Data entries
=-=-=-=-=

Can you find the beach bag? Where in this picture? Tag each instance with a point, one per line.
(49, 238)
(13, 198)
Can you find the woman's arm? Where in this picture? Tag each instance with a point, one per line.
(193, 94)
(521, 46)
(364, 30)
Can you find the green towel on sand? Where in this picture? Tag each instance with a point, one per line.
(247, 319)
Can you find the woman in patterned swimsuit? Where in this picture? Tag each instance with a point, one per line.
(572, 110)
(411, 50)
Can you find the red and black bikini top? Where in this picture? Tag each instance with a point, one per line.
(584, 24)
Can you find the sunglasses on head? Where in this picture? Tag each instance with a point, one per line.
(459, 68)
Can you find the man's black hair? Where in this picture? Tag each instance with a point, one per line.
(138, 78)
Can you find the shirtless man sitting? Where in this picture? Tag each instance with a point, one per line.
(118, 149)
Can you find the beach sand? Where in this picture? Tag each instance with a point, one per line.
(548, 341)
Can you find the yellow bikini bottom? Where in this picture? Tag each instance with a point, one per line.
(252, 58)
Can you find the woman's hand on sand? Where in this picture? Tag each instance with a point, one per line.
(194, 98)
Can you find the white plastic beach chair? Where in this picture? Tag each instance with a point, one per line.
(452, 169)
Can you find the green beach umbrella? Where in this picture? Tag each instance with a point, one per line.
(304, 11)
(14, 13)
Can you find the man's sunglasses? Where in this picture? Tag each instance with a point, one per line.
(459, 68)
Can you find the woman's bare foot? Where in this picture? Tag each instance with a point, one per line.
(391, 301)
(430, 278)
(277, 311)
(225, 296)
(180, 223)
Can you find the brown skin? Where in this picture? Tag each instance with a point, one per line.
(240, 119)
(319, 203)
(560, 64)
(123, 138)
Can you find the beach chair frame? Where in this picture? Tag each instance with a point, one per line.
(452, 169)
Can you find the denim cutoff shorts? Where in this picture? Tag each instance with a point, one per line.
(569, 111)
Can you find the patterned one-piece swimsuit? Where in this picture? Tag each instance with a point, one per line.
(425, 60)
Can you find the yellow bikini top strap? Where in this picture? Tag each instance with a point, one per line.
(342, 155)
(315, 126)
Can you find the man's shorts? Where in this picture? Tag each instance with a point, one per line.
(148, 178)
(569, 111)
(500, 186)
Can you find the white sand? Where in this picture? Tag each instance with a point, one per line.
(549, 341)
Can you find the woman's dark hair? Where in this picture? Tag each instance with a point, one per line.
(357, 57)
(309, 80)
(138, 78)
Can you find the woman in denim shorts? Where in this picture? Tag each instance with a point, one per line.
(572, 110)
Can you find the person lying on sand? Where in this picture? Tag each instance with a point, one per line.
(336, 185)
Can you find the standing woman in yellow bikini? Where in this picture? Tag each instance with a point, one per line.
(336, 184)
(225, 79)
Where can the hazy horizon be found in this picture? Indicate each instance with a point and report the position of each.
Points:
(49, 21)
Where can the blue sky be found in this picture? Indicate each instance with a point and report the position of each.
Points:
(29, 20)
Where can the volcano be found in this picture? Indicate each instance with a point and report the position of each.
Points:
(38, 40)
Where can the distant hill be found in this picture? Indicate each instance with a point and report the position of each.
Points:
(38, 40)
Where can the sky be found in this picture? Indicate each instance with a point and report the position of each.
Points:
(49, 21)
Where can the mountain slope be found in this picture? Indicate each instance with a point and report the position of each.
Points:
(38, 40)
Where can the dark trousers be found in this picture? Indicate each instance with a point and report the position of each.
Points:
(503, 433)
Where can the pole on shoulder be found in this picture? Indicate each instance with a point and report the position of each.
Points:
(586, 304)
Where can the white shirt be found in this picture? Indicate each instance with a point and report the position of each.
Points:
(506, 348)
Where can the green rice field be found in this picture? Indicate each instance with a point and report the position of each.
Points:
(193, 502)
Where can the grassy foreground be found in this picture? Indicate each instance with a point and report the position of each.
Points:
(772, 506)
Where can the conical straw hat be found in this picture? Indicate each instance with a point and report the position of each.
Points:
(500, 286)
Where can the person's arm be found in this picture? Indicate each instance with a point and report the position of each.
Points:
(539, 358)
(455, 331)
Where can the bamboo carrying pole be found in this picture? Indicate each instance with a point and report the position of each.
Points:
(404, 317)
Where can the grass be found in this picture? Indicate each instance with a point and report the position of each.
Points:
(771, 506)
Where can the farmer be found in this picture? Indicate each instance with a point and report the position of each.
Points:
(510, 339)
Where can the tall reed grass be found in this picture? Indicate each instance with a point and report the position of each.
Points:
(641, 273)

=-=-=-=-=

▶ The exercise:
Write out every entry verbatim.

▶ Solution below:
Can you find the beach bag? Where in this picture? Tag each instance with a point, one per line.
(49, 238)
(13, 198)
Can you find the woman's arm? Where in this picture? Tag each instance with a point, one per line.
(193, 94)
(521, 46)
(364, 30)
Can you find the green towel on sand? Where in this picture? Tag each instance with a point, one per line.
(247, 319)
Can you find the woman in patterned swimsuit? Where in this picture? Tag each instance with a point, one per line.
(572, 110)
(411, 50)
Can you find the red and black bikini top? Where in this picture? Tag each instance with a point, one per line.
(584, 24)
Can you find the sunglasses on head? Where in this picture? Tag each instance with a point, one per line.
(459, 68)
Can you find the man's black hair? Where in this picture? Tag each instance with a point, one per line.
(138, 78)
Can you find the shirtless man sitting? Where in this picture? Tag each instance with a point, one per line.
(118, 149)
Can you find the beach sand? Where in this picture? Tag each instance with a point, one per line.
(548, 341)
Can you find the yellow bikini bottom? Where in this picture? Tag each instance with a point, one per line.
(252, 58)
Can you find the woman's hand on sand? Where in this picture? Tag each instance with a point, one per line.
(194, 98)
Can you find the white plastic beach chair? Where in this picture? Tag each instance with a point, one per line.
(452, 169)
Can you find the green beach umbrella? Where in this picture? Tag each instance with a point, one per line.
(304, 11)
(14, 13)
Can you find the man's sunglasses? Where in this picture? Tag each instance with a point, one per line.
(459, 68)
Can you find the woman's bare foot? Where in this picture? Tag each instance with a point, one per line.
(391, 301)
(430, 278)
(277, 311)
(225, 296)
(180, 223)
Can you find the brown skin? Where in this picture? Tag each instance with a point, one per line.
(240, 119)
(319, 203)
(560, 64)
(123, 138)
Can you find the beach chair frame? Where in this picture? Tag each instance with a point, one per line.
(452, 169)
Can you find the denim cutoff shorts? Where in this picture? Tag each instance with a point, one per line.
(569, 111)
Can you find the patterned one-piece swimsuit? Where in this picture? Tag each instance with a point, one per line.
(425, 60)
Can you find the yellow bikini top strap? Where in this picture? Tag each instance with a point, one per line.
(342, 155)
(315, 126)
Can you find the man's shorts? Where in this picture? Tag each instance with a point, one per line.
(148, 178)
(569, 111)
(500, 186)
Can you find the white sand? Where in this picture? Tag each instance with a point, one per line.
(549, 341)
Can you find the woman's dark hair? Where in this picture? Tag each instance with a point, one per line.
(357, 57)
(309, 80)
(138, 78)
Can you find the woman in denim shorts? Where in this picture? Tag each instance with a point, one per line.
(572, 110)
Can you find the person lying on sand? Where in this picture? Tag each instance with a point, one per line.
(336, 185)
Can you find the standing woman in yellow bikini? Where in this picture? Tag each instance with a point, one per line.
(336, 184)
(225, 79)
Where can the hazy horizon be found in this picture? Indicate each instance with a point and report the position of each.
Points:
(49, 21)
Where can the blue sky be found in this picture? Indicate each instance with a point and report the position of each.
Points:
(29, 20)
Where can the volcano be found in this picture? Indicate each instance with a point and report the position of each.
Points:
(38, 40)
Where can the distant hill be found in this picture? Indicate each instance with a point and report the position of each.
Points:
(38, 40)
Where can the sky be found in this picture? Indicate each instance with a point and report the position of each.
Points:
(49, 21)
Where can the mountain slope be found in this picture? Indicate each instance with a point and report the position of each.
Points:
(38, 40)
Where can the dark trousers be found in this picture? Indicate each instance with a point and report the position of each.
Points:
(503, 433)
Where can the pole on shoulder be found in this picture? Indicate each instance with a point and report the position of each.
Points:
(586, 304)
Where can the white shirt be found in this picture? Indicate each instance with a point and report the position of each.
Points:
(506, 348)
Where can the green rice field be found in this picture? Indicate each instance with a point and report the position of each.
Points:
(193, 502)
Where can the grassy foreground be found in this picture? Indicate each instance with a point and report the position of each.
Points:
(772, 506)
Where can the conical straw hat be found in this picture? Indicate each instance with a point and report the position of each.
Points:
(500, 286)
Where can the person's arm be found in this picture? Indicate each instance with a point and report the position of each.
Points:
(539, 358)
(455, 331)
Where can the bamboo carrying pole be found in this picture? Indicate each instance with a point and report the position of each.
Points:
(404, 317)
Where can the grass be found in this picture? Indicate each instance with a point and report the position of each.
Points:
(771, 506)
Where can the farmer be found in this picture? Indicate each instance with a point and report the position of each.
Points:
(510, 339)
Where can the tall reed grass be found in this picture? Indicate each instance with a point and report the position of each.
Points:
(641, 273)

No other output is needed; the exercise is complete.